── SUPPLIED TEXT ──

The alkaline medium employed in the process of this invention is preferably a liquid medium having a pH of at least 8. The medium comprises a compound capable of acting as the electrolyte in the electrolytic cell. For the purposes of this invention, an electrolyte is a compound which dissociates in solution and provides an electrically conductive medium. Preferably, the electrolyte is a base such as alkali or alkaline earth metal hydroxides, quaternary ammonium hydroxides, ammonium hydroxide, borates, and carbonates. More preferred bases include alkali metal hydroxides with sodium hydroxide being most preferred.
The solvent for the electrolyte is suitably any liquid having a dielectric constant of at least 10 and being capable of dissolving at least 0.4 weight percent of the electrolyte. Preferably, the solvent is water, a polar organic liquid such as alcohol, lower alkyl nitriles such as acetonitrile, lower alkyl amides such as dimethylformamide, cyclic ethers such as tetrahydrofuran and mixtures of water and one or more of such polar organic liquids. More preferred solvents are water and alcohols such as methanol and ethanol and mixtures of water and such alcohols, with water being the most preferred. Thus, the more preferred alkaline media are aqueous and alcoholic solutions containing from 0.4 to 40 weight percent of dissolved alkali metal hydroxide or alkaline earth hydroxide. Most preferred are aqueous solutions of from 4 to 20 weight percent of an alkali metal hydroxide, especially sodium hydroxide. Such alkaline media preferably have pH values in the range from 14 to 15, most preferably 14.
The process is suitably practiced by dispersing the substituted nitro aromatic compound in the alkaline medium in the electrolytic cell in proportions sufficient to permit the desired reduction to occur at a reasonable rate. Preferably, the nitro compound is present in the catholyte in a concentration in the range from 0.05 to 1, more preferably from 0.25 to 0.75, moles per liter of catholyte.
The current passed through the electrolytic cell is that which is sufficient to provide a desired rate of reduction of the nitro compound to its corresponding amine. Normally, such current is expressed as current density which is defined herein as the number of coulombs per second passing through a given area (cm²) of the cathode surface. Preferably, the current density employed in the process of the present invention is in the range of from 50 milliamperes/square centimeter (mA/cm²) to 300 mA/cm². The current density is more preferably in the range from 75 to 250 mA/cm², with an average current density from 100 to 150 mA/cm² being most preferred.
This process can be carried out in a continuous or batchwise manner.
The reaction temperature in the electrolytic reduction of this invention is less than 60°C. For example, the electrolytic reduction is preferably performed at 0°C to 60°C, more preferably from 17°C to 30°C. For the electrolysis of some compounds, higher temperatures cause undesirable side reactions and the decomposition of the nitro aromatic compound or the amine product. The electrolytic reduction of this invention is most preferably carried out at ambient temperatures.

───
── DATASET EXCERPTS ──

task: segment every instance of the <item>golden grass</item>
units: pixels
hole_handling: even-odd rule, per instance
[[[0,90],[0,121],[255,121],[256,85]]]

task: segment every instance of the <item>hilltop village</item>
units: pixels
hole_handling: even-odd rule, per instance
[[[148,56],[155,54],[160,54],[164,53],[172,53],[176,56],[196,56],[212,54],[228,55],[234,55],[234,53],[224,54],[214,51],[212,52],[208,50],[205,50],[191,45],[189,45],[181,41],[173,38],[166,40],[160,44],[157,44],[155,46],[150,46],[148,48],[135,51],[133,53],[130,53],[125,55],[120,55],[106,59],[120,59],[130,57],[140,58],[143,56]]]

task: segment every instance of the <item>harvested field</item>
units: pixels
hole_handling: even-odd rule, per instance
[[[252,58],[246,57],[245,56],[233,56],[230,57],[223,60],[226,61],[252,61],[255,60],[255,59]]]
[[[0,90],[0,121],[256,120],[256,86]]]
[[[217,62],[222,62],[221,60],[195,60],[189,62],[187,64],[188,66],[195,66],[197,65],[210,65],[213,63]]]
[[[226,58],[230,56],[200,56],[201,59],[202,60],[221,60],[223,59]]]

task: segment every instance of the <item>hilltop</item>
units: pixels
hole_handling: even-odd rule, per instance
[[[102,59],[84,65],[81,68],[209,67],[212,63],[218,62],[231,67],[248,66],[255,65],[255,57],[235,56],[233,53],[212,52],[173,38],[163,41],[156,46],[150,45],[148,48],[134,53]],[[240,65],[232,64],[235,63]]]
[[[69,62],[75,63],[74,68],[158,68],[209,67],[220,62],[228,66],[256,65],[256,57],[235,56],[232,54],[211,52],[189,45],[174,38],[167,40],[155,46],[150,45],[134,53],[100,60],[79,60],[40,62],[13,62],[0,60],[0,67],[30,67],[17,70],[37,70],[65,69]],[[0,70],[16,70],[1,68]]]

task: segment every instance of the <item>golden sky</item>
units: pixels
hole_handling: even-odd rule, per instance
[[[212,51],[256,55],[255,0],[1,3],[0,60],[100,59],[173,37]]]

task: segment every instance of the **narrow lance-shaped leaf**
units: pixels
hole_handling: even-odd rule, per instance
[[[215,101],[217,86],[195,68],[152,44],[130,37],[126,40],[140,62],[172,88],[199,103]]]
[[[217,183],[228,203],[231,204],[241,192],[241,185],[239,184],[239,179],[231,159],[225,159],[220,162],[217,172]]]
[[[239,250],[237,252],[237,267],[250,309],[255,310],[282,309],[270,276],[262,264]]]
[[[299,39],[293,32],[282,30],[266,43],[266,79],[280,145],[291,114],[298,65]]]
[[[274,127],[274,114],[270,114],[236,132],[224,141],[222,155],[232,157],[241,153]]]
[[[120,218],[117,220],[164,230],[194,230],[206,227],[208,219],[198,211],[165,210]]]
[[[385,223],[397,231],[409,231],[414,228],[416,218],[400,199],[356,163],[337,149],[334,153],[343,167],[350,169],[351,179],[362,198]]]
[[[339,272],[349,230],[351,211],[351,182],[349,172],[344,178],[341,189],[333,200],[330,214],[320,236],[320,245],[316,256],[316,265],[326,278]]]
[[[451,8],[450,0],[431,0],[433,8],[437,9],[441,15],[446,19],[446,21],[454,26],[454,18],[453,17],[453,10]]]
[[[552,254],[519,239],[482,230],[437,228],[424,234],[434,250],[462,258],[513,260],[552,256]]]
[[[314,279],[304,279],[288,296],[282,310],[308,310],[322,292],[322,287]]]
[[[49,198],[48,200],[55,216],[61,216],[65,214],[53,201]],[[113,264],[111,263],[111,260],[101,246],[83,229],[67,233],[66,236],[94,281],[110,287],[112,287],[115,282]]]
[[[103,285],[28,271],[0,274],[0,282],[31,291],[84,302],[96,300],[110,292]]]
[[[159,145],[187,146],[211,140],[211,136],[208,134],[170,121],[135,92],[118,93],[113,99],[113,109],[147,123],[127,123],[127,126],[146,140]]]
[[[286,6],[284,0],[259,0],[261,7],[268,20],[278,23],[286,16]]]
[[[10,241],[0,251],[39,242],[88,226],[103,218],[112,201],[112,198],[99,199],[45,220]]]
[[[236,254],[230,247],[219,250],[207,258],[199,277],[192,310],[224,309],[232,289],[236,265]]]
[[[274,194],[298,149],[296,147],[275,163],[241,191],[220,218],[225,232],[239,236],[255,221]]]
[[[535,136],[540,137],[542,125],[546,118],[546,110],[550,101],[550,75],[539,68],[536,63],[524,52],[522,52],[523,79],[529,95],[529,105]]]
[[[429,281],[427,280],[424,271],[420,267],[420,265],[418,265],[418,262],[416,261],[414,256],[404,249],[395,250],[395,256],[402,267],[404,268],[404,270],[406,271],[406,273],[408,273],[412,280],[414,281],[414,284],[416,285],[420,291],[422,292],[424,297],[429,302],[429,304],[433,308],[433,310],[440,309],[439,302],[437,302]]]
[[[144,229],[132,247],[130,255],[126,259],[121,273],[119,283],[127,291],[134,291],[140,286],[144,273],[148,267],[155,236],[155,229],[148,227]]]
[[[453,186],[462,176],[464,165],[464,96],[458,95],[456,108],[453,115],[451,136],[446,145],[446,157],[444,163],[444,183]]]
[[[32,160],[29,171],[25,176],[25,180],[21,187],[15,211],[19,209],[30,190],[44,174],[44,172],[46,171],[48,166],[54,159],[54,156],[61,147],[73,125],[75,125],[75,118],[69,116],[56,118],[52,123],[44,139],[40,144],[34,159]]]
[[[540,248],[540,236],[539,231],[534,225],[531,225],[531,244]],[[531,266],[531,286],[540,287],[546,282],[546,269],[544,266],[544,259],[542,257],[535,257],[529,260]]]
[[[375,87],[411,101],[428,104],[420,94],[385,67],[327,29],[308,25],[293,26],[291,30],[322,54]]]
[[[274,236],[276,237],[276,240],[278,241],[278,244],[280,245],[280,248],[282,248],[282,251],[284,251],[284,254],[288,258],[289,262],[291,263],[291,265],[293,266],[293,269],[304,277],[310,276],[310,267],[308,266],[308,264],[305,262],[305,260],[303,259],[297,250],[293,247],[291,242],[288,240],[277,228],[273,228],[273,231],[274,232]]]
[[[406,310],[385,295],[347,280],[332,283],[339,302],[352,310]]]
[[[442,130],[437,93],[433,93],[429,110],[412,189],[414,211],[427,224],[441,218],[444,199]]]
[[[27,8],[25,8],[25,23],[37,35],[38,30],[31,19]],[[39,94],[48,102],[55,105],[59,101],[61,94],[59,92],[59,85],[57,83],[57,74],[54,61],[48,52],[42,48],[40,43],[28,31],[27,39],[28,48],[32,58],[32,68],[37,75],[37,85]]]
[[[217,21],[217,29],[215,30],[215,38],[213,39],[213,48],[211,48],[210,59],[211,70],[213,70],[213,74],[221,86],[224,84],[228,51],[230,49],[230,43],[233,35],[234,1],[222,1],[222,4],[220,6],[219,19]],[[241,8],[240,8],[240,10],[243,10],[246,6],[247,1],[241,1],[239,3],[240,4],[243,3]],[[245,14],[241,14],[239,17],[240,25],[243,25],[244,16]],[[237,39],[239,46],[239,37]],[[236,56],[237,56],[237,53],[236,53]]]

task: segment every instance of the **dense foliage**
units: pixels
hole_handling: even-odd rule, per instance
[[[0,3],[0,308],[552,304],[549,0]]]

───

**PROMPT 1**
Print again, without any change, the stretch of rows from the line containing "task: segment every instance of the <item>golden sky</item>" through the line containing "[[[212,51],[256,55],[255,0],[1,3],[0,60],[100,59],[173,37]]]".
**PROMPT 2**
Carry on the passage about the electrolytic reduction of nitro aromatic compounds, starting after its final sentence.

**FINAL ANSWER 1**
task: segment every instance of the <item>golden sky</item>
units: pixels
hole_handling: even-odd rule, per instance
[[[212,51],[256,55],[255,0],[1,3],[0,60],[100,59],[173,37]]]

**FINAL ANSWER 2**
The reaction times depend upon the quantity of the starting material, the current density, the electrode area, and the current efficiency for conversion. The end point of the reaction is generally the point when the nitro compound is consumed. For example, the end point may be found by monitoring the reaction by high performance liquid chromatography.
In a preferred embodiment, the process of this invention is carried out by electrolytic reduction of the starting nitro aromatic compound under basic condition using copper as the cathode. In this embodiment, an organic solvent may be added to the cathode chamber if the nitro compound is insoluble or only slightly soluble in water. The organic solvent used for this purpose should be an inert organic solvent which is miscible with water and dissolves the nitro compound. An example of such a solvent or cosolvent is an alcohol such as methanol, ethanol, etc. It is desirable that a blanket of nitrogen or other inert gas be employed in the electrolytic cell to prevent reoxidation of the amine product.
The process of the present invention surprisingly exhibits high current efficiencies and selectivities at high current density. Low power consumption is characteristic of the process of the present invention. Therefore, the present invention provides for an economic means for producing substituted aromatic amines, particularly the aminohydroxybenzoic acids which may be used as monomers in the production of polybenzoxazoles as hereinbefore described.
The following examples are included for the purposes of illustration only. Unless otherwise indicated, all parts and percentages are by weight.

Example 1

In order to investigate the effect of various parameters on the reduction of 3-amino-4-hydroxybenzoic acid, an all-glass, two-chamber, flange-type cell was constructed which allowed easy disassembly and short electrolysis times. The catholyte and anolyte reservoirs were 30 ml capacity with water jacketing for temperature control. Convection was achieved via N₂ sparge through the bottom of each compartment. Mass transport not ideal in this cell, but parameter evaluation could be done in an efficient manner with it. The electrodes were approximately 6 cm² and current densities were reported below for the actual geometric areas. An ion-exchange membrane (typically Nafion 324® obtained from duPont) was pressed between gaskets to expose 6 cm² area. A 14/20 ground-glass joint on top of each chamber allowed for a condenser and/or an oil filled 'bubbler' to keep a nitrogen head over the easily oxidized amine. The electrode to electrode separation was about 2.5 cm.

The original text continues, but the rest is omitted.